[BEGIN Passage]

# Metric PLEASE!



## kuan (Jun 11, 2001)

Everybody, if I promise to write all my recipes in metric will you do the same? In your kitchen, in your house?

Please?


----------



## botanique (Mar 23, 2005)

LOL I feel your pain. Are you starting a Chelf Talk metric movement? I'll back you ;-)


----------



## nicholas (Jul 22, 2004)

I'm with you. Metric is definitely the way to go.
It's a waste of time having to convert recipes from volume to metric!
I'm glad we use metric in Singapore, hooray for that.


----------



## frizbee (Sep 27, 2003)

I am just stuck in old school I guess. My brain hurts when I have to think about metric, however I am wondering why the interest in changing?
Frizbee
-sometimes disgruntal about change....


----------



## panini (Jul 28, 2001)

WHY????
The united Stated threatened to go metric years ago.LOL The legeslators couldn't understand it LOL


----------



## keeperofthegood (Oct 5, 2001)

LOL

:roll:

I am a CANADIEN!!!!!!

I am BI-SYSTEMATICAL 


Personally, I far prefer the use of cups and pounds over millilitres and grams.

I know my fist is a cup, my cupped hand is a teaspoon shallow and a tablespoon deep, that two fists is a pound and that 8 eggs is a cup.

I have no idea what 10 eggs would be, other than to many...

[END Passage]

** Set exercise A **
In the forum thread, how many eggs does keeperofthegood say make a cup?
The forum thread and the records are unrelated material.

[BEGIN Record excerpts]

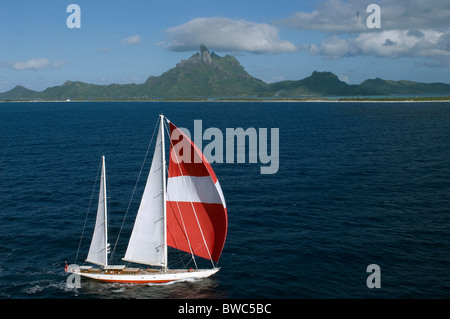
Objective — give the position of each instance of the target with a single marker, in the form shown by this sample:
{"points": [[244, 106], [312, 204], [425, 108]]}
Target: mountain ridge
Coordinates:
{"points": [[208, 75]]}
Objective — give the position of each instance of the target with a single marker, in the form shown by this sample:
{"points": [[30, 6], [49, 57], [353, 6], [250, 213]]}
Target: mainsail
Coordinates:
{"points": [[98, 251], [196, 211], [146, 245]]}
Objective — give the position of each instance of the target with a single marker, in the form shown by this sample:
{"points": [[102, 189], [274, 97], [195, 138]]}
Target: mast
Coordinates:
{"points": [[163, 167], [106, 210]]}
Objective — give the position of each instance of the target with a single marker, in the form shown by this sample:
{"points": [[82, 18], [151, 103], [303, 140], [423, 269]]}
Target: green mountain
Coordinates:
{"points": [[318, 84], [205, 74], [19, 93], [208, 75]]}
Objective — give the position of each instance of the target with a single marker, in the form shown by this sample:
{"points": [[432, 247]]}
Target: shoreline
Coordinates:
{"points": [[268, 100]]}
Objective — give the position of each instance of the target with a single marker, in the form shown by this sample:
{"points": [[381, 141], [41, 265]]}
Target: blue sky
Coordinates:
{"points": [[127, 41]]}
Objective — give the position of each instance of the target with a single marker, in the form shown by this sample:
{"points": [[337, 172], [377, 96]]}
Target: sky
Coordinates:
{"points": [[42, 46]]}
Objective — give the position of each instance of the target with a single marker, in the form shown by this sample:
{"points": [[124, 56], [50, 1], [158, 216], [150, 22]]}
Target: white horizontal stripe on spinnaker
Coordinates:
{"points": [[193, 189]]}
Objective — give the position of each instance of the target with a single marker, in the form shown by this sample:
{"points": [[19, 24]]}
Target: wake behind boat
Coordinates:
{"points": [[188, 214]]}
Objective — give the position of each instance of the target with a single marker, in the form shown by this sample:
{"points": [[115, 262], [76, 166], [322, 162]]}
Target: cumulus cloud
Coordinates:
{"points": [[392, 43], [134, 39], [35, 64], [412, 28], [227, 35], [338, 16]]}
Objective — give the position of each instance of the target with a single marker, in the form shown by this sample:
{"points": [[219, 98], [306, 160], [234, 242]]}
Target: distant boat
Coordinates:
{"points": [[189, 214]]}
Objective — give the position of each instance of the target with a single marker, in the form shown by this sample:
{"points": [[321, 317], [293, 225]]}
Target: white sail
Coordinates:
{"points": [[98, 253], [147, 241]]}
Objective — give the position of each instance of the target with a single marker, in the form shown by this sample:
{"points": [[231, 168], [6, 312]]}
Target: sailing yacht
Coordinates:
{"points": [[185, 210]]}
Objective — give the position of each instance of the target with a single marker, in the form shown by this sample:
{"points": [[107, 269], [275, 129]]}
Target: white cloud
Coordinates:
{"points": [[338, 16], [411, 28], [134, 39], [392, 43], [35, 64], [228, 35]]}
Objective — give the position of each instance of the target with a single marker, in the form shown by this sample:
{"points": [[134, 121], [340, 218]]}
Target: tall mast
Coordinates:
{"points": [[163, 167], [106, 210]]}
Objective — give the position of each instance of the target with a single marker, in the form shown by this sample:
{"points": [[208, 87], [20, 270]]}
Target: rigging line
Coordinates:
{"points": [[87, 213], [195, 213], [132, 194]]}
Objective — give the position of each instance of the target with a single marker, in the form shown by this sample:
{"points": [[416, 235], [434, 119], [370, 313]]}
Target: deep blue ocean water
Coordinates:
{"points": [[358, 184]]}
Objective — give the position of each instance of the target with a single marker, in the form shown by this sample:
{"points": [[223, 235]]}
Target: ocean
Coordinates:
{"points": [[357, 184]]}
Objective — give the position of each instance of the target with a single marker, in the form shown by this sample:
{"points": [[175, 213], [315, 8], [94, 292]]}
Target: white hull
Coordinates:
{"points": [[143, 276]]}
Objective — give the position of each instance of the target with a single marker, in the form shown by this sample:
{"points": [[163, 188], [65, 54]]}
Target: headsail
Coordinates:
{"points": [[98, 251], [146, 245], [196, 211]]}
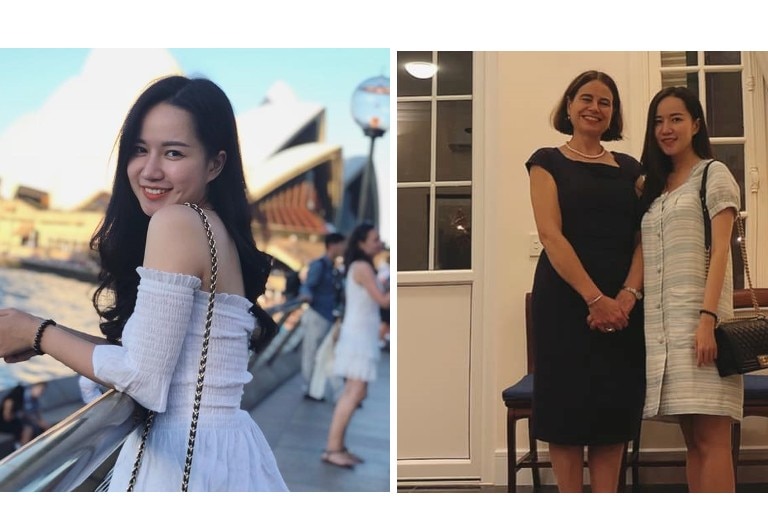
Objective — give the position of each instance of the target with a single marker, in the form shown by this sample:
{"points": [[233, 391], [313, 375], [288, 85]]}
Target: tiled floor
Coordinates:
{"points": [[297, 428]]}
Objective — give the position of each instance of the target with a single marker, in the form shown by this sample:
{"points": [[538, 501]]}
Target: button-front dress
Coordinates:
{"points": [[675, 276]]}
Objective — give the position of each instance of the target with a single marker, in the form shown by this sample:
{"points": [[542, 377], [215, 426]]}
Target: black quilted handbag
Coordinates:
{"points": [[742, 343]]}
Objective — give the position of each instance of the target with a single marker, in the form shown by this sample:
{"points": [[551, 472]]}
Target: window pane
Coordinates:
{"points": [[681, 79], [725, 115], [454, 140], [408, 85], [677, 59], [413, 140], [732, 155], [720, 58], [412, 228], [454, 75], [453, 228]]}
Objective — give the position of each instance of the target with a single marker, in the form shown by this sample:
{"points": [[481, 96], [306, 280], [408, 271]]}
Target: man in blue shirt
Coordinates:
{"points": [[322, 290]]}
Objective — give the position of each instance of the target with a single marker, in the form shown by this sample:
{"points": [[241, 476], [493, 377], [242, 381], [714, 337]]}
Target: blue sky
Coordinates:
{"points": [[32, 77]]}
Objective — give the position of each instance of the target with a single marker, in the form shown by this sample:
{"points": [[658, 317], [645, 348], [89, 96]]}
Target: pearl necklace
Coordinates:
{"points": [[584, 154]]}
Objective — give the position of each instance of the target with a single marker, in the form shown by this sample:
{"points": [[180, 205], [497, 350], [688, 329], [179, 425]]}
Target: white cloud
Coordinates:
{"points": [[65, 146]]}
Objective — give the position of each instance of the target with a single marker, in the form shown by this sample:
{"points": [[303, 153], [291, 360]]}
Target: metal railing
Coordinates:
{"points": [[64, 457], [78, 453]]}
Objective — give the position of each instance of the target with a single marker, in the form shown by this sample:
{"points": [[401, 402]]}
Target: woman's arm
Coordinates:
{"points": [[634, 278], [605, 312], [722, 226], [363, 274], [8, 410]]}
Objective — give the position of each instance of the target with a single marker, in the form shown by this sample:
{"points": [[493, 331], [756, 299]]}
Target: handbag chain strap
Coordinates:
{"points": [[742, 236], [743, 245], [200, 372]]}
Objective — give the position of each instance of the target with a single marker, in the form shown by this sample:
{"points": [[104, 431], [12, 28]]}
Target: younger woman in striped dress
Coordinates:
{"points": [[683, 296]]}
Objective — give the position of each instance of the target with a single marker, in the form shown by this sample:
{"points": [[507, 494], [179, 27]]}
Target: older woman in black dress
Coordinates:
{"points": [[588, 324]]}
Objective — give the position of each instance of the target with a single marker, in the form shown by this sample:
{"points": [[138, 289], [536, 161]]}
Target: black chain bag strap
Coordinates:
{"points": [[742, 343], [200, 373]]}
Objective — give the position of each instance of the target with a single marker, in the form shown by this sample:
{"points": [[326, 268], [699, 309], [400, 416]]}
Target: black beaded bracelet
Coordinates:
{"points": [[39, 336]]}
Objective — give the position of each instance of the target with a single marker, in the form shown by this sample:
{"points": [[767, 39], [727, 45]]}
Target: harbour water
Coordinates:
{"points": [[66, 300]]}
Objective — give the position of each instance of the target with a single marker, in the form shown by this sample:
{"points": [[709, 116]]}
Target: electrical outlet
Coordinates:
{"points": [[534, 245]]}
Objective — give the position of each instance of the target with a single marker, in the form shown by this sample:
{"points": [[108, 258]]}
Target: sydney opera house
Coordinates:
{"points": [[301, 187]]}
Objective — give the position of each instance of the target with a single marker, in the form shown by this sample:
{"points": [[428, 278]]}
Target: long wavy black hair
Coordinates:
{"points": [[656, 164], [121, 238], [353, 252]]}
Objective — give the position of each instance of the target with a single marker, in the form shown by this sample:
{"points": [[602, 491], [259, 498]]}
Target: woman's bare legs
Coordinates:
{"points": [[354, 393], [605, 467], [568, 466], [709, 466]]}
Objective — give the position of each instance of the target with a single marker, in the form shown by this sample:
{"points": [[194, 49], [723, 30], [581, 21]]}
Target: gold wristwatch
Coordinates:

[END Record excerpts]

** Set exercise B **
Extract every line of the records that contains the string "mountain". Case matters when matching.

** Task output A **
Eight eggs make a cup.

** Task output B **
Target: mountain ridge
Target: green mountain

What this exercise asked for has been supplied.